# JOB
Between the lines holding "Look at the image above and tell me: does any forested" and "Look at the image above and tell me: does any sky", inclusive, change "sub-array" to "entry" and write out only those lines, with everything else unchanged.

# DATA SUPPLIED
---

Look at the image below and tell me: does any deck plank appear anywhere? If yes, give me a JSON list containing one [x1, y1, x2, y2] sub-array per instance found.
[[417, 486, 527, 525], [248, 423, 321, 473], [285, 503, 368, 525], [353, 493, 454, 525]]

---

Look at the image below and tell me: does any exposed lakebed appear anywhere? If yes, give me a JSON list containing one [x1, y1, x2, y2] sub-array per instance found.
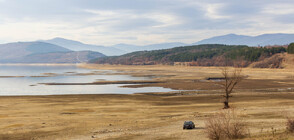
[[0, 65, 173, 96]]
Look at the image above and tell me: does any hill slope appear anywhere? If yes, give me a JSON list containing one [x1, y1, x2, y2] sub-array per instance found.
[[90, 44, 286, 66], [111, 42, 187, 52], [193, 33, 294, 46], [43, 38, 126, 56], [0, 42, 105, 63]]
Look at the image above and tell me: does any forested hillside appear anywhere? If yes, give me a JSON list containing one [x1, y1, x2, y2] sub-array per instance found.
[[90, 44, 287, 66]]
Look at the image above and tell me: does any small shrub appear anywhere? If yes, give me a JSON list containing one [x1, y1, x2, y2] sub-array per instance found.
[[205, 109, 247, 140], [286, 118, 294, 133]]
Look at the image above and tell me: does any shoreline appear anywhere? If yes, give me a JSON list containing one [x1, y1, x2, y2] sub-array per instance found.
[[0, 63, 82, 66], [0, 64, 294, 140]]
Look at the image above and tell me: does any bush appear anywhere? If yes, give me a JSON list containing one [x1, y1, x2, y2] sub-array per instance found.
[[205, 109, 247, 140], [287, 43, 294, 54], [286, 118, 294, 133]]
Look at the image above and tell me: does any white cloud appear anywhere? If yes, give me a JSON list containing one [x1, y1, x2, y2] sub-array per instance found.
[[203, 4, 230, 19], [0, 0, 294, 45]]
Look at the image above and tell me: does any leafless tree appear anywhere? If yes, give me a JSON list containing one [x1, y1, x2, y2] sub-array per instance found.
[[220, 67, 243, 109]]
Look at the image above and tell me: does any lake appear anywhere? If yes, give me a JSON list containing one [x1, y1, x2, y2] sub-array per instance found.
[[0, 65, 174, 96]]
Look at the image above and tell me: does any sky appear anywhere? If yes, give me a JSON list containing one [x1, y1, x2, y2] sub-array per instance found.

---

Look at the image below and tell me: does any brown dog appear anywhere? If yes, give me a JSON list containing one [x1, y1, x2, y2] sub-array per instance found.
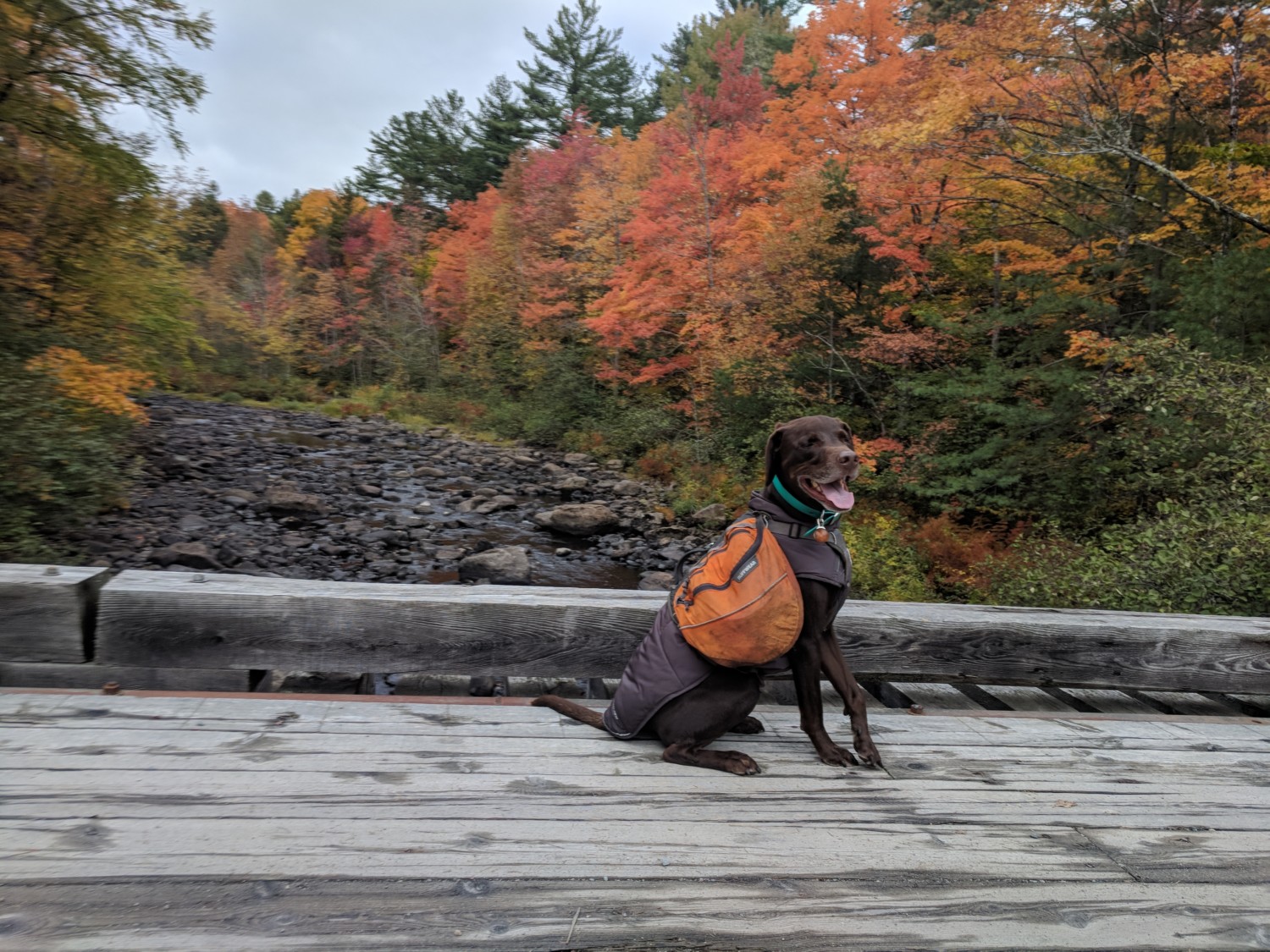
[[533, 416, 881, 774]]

---

# ANSWER TO THE EXERCISE
Look at the image above and tell me: does any forested hillside appear anywhere? If yes, give me a JSON list containing one [x1, y1, x2, y2] entry per instance found.
[[90, 44, 287, 66]]
Look at the image above and tell me: does any small shrub appear anywhere? If yes, give me a JSON list containing one [x1, y1, x2, y2] entry per instance found.
[[205, 109, 247, 140], [286, 118, 294, 133]]
Look at the image above and tell me: does any shoreline appear anywhere? If yes, give me a JSON list containing one [x1, y1, x2, y2] entry per instance found.
[[0, 63, 82, 66], [0, 64, 294, 140]]
Look at the image above and tell me: does any bush appear anywhere? If yes, give me a JSON list containing one [x1, y1, x2, y2] entry per instance found.
[[205, 109, 247, 140], [287, 43, 294, 54], [286, 118, 294, 133]]
Look at the image above and tell me: does any white cloud appear anywhere? If yes, give me a JSON list containing one [x1, y1, x2, y2] entry per instance found.
[[203, 4, 230, 19], [0, 0, 294, 45]]
Look at the image above and tell me: does any leafless tree appear anywhere? If yes, give me a JSON list containing one [x1, y1, x2, y2] entry per instance found.
[[220, 67, 243, 109]]
Look at the image above and tell me: does any lake appear anywhere? If yes, give me a JSON list containing one [x1, y1, x2, y2] entry per instance found.
[[0, 65, 174, 96]]
Look at the image above and tell me: does any sky appear anywhere? If yes, give me a JSON list containing one [x1, y1, x2, y2] entry per instance found.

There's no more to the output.